Prompt:
Replace every occurrence of "Identify" with "Mark" throughout the data below, and reproduce all other text without alteration.

Listed entries:
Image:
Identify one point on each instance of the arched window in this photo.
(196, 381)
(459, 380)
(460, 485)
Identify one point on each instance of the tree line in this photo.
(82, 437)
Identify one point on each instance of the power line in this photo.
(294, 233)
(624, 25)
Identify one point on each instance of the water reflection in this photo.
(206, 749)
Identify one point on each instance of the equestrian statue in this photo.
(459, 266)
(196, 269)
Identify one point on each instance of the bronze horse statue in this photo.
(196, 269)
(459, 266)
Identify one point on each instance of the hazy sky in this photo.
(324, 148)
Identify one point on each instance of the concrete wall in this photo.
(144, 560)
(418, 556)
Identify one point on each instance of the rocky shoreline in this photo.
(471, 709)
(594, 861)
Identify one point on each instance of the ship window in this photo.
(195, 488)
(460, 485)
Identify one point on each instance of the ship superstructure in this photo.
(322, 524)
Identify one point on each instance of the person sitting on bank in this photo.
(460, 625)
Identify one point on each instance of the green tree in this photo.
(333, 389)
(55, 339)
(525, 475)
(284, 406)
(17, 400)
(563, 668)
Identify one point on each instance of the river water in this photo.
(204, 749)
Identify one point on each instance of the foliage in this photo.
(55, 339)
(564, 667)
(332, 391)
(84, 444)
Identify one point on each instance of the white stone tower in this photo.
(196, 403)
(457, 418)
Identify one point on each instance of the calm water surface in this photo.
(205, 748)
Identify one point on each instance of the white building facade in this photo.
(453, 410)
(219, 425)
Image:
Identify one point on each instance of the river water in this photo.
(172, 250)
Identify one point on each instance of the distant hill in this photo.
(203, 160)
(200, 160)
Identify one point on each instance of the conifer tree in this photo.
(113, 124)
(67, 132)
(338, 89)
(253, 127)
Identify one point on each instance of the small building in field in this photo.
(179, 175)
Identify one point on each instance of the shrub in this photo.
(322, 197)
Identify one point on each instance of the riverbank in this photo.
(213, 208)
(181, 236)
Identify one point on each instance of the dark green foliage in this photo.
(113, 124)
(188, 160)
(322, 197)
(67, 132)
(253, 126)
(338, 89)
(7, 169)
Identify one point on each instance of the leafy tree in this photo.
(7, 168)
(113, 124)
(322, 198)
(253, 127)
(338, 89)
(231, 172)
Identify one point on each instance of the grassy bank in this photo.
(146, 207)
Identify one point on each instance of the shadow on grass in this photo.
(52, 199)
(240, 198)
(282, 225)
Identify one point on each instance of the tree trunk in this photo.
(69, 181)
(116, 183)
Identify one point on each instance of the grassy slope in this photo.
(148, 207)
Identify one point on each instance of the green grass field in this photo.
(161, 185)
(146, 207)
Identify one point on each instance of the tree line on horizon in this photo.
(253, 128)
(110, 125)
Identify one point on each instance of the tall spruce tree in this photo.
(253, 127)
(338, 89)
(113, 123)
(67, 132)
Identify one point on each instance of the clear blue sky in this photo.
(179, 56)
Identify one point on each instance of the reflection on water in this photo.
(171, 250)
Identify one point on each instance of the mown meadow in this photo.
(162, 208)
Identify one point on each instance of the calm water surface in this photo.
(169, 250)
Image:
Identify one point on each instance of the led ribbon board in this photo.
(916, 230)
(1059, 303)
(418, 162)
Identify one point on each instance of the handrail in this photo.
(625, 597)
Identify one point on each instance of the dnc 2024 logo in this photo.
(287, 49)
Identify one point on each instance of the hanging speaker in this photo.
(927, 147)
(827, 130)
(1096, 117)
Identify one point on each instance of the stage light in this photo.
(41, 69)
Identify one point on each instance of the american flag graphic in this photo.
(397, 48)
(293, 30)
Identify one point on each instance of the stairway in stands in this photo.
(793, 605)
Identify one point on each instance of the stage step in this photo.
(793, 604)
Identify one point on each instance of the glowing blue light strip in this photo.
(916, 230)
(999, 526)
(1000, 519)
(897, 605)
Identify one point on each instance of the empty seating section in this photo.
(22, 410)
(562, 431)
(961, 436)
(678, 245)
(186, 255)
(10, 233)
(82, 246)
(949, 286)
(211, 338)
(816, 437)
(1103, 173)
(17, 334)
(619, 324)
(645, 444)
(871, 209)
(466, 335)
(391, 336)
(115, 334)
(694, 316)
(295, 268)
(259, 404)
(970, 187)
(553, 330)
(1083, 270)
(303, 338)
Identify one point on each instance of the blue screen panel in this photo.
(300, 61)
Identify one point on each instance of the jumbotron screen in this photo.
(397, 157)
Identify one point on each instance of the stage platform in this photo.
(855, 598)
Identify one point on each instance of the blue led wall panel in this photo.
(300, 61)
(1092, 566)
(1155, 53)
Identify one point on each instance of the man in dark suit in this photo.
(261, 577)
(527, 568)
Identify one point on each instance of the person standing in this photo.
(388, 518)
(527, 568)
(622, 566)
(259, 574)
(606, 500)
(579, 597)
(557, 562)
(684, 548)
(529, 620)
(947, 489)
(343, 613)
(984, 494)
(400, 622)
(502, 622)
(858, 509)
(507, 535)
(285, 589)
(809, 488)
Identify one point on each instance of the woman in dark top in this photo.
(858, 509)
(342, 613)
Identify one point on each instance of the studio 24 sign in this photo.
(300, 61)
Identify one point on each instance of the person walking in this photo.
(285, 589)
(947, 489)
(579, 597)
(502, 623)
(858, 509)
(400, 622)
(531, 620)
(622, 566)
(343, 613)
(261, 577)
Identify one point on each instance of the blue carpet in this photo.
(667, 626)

Answer in full:
Image:
Mark one point on each instance of the arched window in this photo.
(196, 381)
(459, 380)
(460, 485)
Mark one point on each instance of the tree line in this photo.
(82, 437)
Mark one point on each instance of the power line in this photo.
(294, 233)
(624, 25)
Mark one point on each instance of the water reflection in this photo.
(206, 749)
Mark one point on each instance of the equestrian statue in this photo.
(459, 266)
(196, 269)
Mark one point on each instance of the bronze horse statue in this photo.
(196, 269)
(459, 266)
Mark one point on each instance of the hazy sky in this photo.
(324, 148)
Mark one point on each instance of the concrete wall in this photo.
(144, 560)
(418, 556)
Mark one point on each instance of the rocky shoreline in this photo.
(471, 709)
(594, 861)
Mark one point on each instance of the ship window in this photo.
(195, 488)
(460, 485)
Mark one point on each instance of the ship superstructure in this photo.
(322, 524)
Mark one point on each instance of the person sitting on bank in this photo.
(460, 625)
Mark one point on each instance of the green tree in this photo.
(333, 389)
(55, 339)
(525, 475)
(284, 406)
(17, 400)
(563, 668)
Mark one point on each instance of the river water in this photo.
(204, 749)
Mark one point on each instance of the foliage in this photo.
(55, 339)
(564, 667)
(332, 391)
(84, 444)
Mark one point on each instance of the white stone tower in this photo.
(196, 403)
(457, 418)
Mark one point on each instance of the calm water surface in this photo.
(205, 748)
Mark one point on each instance of the white building facade in this photo.
(453, 410)
(219, 425)
Image:
Mark one point on each instance of the river water in this photo.
(172, 250)
Mark one point on each instance of the distant hill in this photo.
(203, 160)
(200, 160)
Mark one point on each instance of the conifer tree in this photo.
(113, 124)
(67, 132)
(338, 89)
(253, 127)
Mark one point on each instance of the small building in field in this photo.
(179, 175)
Mark one point on each instance of the shrub in this photo.
(322, 197)
Mark one point on each instance of the riverbank in this photo.
(213, 208)
(181, 236)
Mark one point on each instance of the dark green foliage in this photo.
(113, 124)
(188, 160)
(322, 197)
(67, 132)
(253, 126)
(338, 89)
(7, 169)
Mark one point on each instance of the leafy tree in this photo.
(7, 168)
(113, 124)
(322, 198)
(253, 127)
(338, 89)
(231, 172)
Mark one point on each instance of the grassy bank in this photo.
(146, 207)
Mark one point on each instance of the shadow on grass in this photo.
(52, 199)
(240, 198)
(282, 225)
Mark one point on each instance of the tree trunk in this photo.
(69, 181)
(116, 183)
Mark one point on each instance of the grassy slope in this photo.
(148, 207)
Mark one point on each instance of the green grass field in this photo.
(161, 185)
(146, 207)
Mark one point on each instance of the tree line on horizon in this photo.
(253, 128)
(110, 125)
Mark one point on each instance of the tall spruce tree in this photo.
(253, 127)
(338, 89)
(113, 123)
(67, 132)
Mark one point on each instance of the clear blue sky in this photo.
(179, 56)
Mark one point on each instance of the reflection on water in this photo.
(171, 250)
Mark one point on each instance of the mown meadow in this photo.
(162, 208)
Mark one point on each instance of the calm water surface in this photo.
(169, 250)
Image:
Mark one point on each instance of the led ribbon board in this photo.
(916, 230)
(1059, 303)
(418, 162)
Mark one point on each instance of the handrail in this photo.
(625, 597)
Mark one point on each instance of the dnc 2024 logo in this photo.
(287, 49)
Mark one point on each instance of the hanging speaker in this photo.
(927, 147)
(827, 130)
(1096, 117)
Mark one point on each instance of the stage light in this photo.
(41, 69)
Mark one point on each instance of the american flag graphic in this photo.
(397, 48)
(293, 30)
Mark one point on each instance of the stairway in stands in this photo.
(793, 605)
Mark one point on each instance of the stage step in this photo.
(793, 604)
Mark one point on each instance of the glowing blue light strip in this photo.
(916, 230)
(999, 526)
(1000, 519)
(897, 605)
Mark one point on each instance of the empty seating section in this photo.
(22, 410)
(562, 431)
(961, 436)
(678, 245)
(186, 255)
(10, 233)
(82, 246)
(949, 286)
(211, 338)
(816, 437)
(1103, 173)
(17, 334)
(619, 324)
(645, 444)
(871, 209)
(466, 335)
(391, 336)
(115, 334)
(694, 316)
(295, 268)
(259, 404)
(970, 187)
(553, 330)
(1083, 270)
(303, 338)
Mark one point on each instance of the blue screen panel in this photo.
(300, 61)
Mark one point on each instance of the jumbotron screen in this photo.
(397, 157)
Mark one point on each instance of the stage platform in this photo.
(855, 598)
Mark one point on each instance of the blue led wall panel in this photo.
(300, 61)
(1092, 566)
(1155, 53)
Mark one point on each instance of the man in dark suit in this photo.
(261, 577)
(527, 568)
Mark one point on each instance of the person standing in this photo.
(388, 518)
(527, 568)
(622, 566)
(259, 574)
(606, 500)
(579, 597)
(557, 562)
(684, 548)
(529, 620)
(947, 489)
(343, 613)
(984, 494)
(400, 622)
(502, 622)
(858, 509)
(507, 535)
(285, 589)
(809, 488)
Mark one point on each instance of the woman in dark top in this photo.
(858, 509)
(342, 613)
Mark one point on each instance of the studio 24 sign in this photo.
(300, 61)
Mark one point on each instance of the person walking in this photo.
(285, 589)
(947, 489)
(579, 597)
(502, 623)
(858, 509)
(400, 622)
(531, 620)
(622, 566)
(343, 613)
(261, 577)
Mark one point on each instance of the blue carpet in this photo.
(667, 626)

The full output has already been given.